RECORDED DATA section start

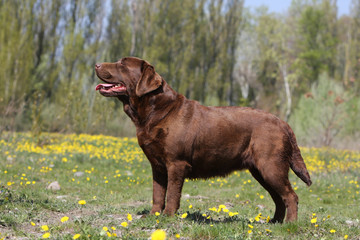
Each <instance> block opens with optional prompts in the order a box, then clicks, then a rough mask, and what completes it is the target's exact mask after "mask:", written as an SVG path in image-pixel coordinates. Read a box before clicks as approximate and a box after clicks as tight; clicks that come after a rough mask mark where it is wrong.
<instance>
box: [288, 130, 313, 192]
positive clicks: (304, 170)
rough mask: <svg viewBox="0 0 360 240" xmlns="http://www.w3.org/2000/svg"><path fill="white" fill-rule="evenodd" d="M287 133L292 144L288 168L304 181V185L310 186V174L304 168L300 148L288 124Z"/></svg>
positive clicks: (304, 164)
mask: <svg viewBox="0 0 360 240" xmlns="http://www.w3.org/2000/svg"><path fill="white" fill-rule="evenodd" d="M287 127H288V133H289V140H290V142H291V146H292V154H291V157H290V161H289V163H290V168H291V169H292V170H293V171H294V173H295V174H296V176H298V177H299V178H300V179H301V180H303V181H304V183H306V185H308V186H310V185H311V184H312V181H311V178H310V174H309V172H308V170H307V168H306V165H305V162H304V159H303V158H302V156H301V152H300V149H299V147H298V145H297V142H296V137H295V134H294V132H293V131H292V129H291V128H290V126H289V125H288V126H287Z"/></svg>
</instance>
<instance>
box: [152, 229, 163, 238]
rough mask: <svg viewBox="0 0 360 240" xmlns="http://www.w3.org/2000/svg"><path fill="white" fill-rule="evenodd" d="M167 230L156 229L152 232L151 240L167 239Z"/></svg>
mask: <svg viewBox="0 0 360 240" xmlns="http://www.w3.org/2000/svg"><path fill="white" fill-rule="evenodd" d="M165 238H166V232H165V231H164V230H159V229H158V230H155V231H154V232H153V233H152V234H151V240H165Z"/></svg>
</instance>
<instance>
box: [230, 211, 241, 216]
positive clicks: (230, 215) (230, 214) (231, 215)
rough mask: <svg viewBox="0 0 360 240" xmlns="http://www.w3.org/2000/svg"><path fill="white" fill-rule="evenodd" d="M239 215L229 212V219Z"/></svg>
mask: <svg viewBox="0 0 360 240" xmlns="http://www.w3.org/2000/svg"><path fill="white" fill-rule="evenodd" d="M238 214H239V213H238V212H229V217H233V216H235V215H238Z"/></svg>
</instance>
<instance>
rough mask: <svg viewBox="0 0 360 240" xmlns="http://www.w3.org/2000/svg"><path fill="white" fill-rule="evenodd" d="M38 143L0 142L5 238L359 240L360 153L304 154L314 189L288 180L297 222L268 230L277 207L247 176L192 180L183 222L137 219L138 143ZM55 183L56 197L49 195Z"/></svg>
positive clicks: (147, 165)
mask: <svg viewBox="0 0 360 240" xmlns="http://www.w3.org/2000/svg"><path fill="white" fill-rule="evenodd" d="M40 139H41V142H42V145H41V147H40V146H37V145H36V144H34V143H33V139H32V135H31V134H24V133H11V132H3V133H2V134H0V226H1V235H0V238H4V239H17V238H23V239H41V238H42V236H43V234H44V233H45V232H44V231H43V230H42V228H41V227H42V226H44V225H46V226H48V228H49V230H48V232H49V233H50V234H51V236H50V239H69V240H70V239H73V236H75V234H80V235H81V236H80V238H79V239H148V238H149V237H150V236H151V233H152V232H154V231H155V230H156V229H162V230H164V231H165V232H166V234H167V239H170V238H171V239H176V238H177V237H176V235H177V234H179V235H180V239H224V240H225V239H304V238H308V239H318V238H322V239H343V238H344V236H345V235H348V239H356V238H357V237H358V236H359V235H360V228H359V226H360V224H359V221H358V220H357V219H359V214H358V211H354V207H349V206H357V204H358V202H359V198H360V196H359V190H360V187H359V177H358V171H359V168H360V165H359V161H360V155H359V152H355V151H339V150H334V149H316V148H301V151H302V155H303V157H304V159H305V163H306V164H307V167H308V169H309V171H310V174H311V178H312V181H313V184H312V186H311V187H307V186H306V185H305V184H304V183H303V182H302V181H301V180H300V179H299V178H298V177H296V176H295V174H292V173H290V175H289V177H290V181H291V184H292V186H293V188H294V190H295V191H296V193H297V195H298V196H299V216H298V221H296V222H293V223H284V224H268V223H266V219H267V217H268V216H270V217H272V215H273V214H274V203H273V200H272V199H271V196H270V195H269V194H268V193H267V192H266V191H265V189H264V188H263V187H262V186H261V185H260V184H258V183H257V182H256V180H255V179H254V178H253V177H252V176H251V174H250V172H246V171H243V172H239V171H237V172H234V173H233V174H231V175H230V176H228V177H226V178H211V179H207V180H201V179H198V180H188V181H186V182H185V183H184V188H183V194H182V199H181V206H180V209H179V214H178V215H176V216H174V217H167V216H163V215H159V216H148V217H146V218H141V216H142V214H146V213H149V211H150V209H151V196H152V175H151V174H152V171H151V167H150V164H149V162H148V161H147V160H146V157H145V156H144V155H143V153H142V152H141V149H140V148H139V146H138V145H137V142H136V139H125V138H116V137H109V136H100V135H85V134H81V135H75V134H72V135H69V134H58V133H52V134H49V133H43V134H42V135H41V137H40ZM76 172H82V173H83V175H82V176H81V175H77V174H75V173H76ZM53 181H58V182H59V184H60V186H61V189H60V190H59V191H52V190H48V189H46V186H48V185H49V183H50V182H53ZM79 200H85V201H86V204H84V205H80V204H79ZM224 207H225V208H224ZM230 212H231V213H232V215H231V214H230ZM260 213H261V215H260ZM128 214H130V215H131V218H132V219H131V220H129V218H128ZM183 214H185V215H183ZM63 217H68V218H67V219H66V221H62V219H63ZM314 218H316V219H317V220H316V223H311V220H312V219H314ZM124 222H125V223H127V226H126V227H123V226H122V225H121V223H124ZM104 227H106V228H105V229H106V230H104ZM331 230H335V232H334V231H332V232H330V231H331ZM107 232H108V233H110V234H113V233H116V235H117V236H116V237H115V236H111V237H108V234H107ZM89 235H90V236H89Z"/></svg>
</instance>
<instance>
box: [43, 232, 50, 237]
mask: <svg viewBox="0 0 360 240" xmlns="http://www.w3.org/2000/svg"><path fill="white" fill-rule="evenodd" d="M49 237H50V233H49V232H46V233H44V234H43V236H42V238H49Z"/></svg>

RECORDED DATA section end

GOAL OF THE EXERCISE:
Give back precisely the lines above that start at the line containing "box: [152, 229, 163, 238]" and end at the line containing "143L0 142L5 238L359", inclusive. No other lines belong in the output.

OUTPUT FOR THIS TASK:
box: [152, 229, 163, 238]
rough mask: <svg viewBox="0 0 360 240" xmlns="http://www.w3.org/2000/svg"><path fill="white" fill-rule="evenodd" d="M167 230L156 229L152 232L151 240L167 239Z"/></svg>
mask: <svg viewBox="0 0 360 240" xmlns="http://www.w3.org/2000/svg"><path fill="white" fill-rule="evenodd" d="M165 238H166V232H165V231H164V230H159V229H158V230H155V231H154V232H153V233H152V234H151V240H165Z"/></svg>
</instance>
<instance>
box: [230, 211, 241, 216]
positive clicks: (230, 215) (230, 214) (231, 215)
rough mask: <svg viewBox="0 0 360 240" xmlns="http://www.w3.org/2000/svg"><path fill="white" fill-rule="evenodd" d="M239 215L229 212V219Z"/></svg>
mask: <svg viewBox="0 0 360 240" xmlns="http://www.w3.org/2000/svg"><path fill="white" fill-rule="evenodd" d="M238 214H239V213H238V212H229V217H233V216H235V215H238Z"/></svg>
</instance>
<instance>
rough mask: <svg viewBox="0 0 360 240" xmlns="http://www.w3.org/2000/svg"><path fill="white" fill-rule="evenodd" d="M38 143L0 142L5 238L359 240L360 153L304 154L314 189L288 180L297 222L268 230L277 207L247 176L192 180L183 222L137 219L138 143ZM55 183L56 197L49 195Z"/></svg>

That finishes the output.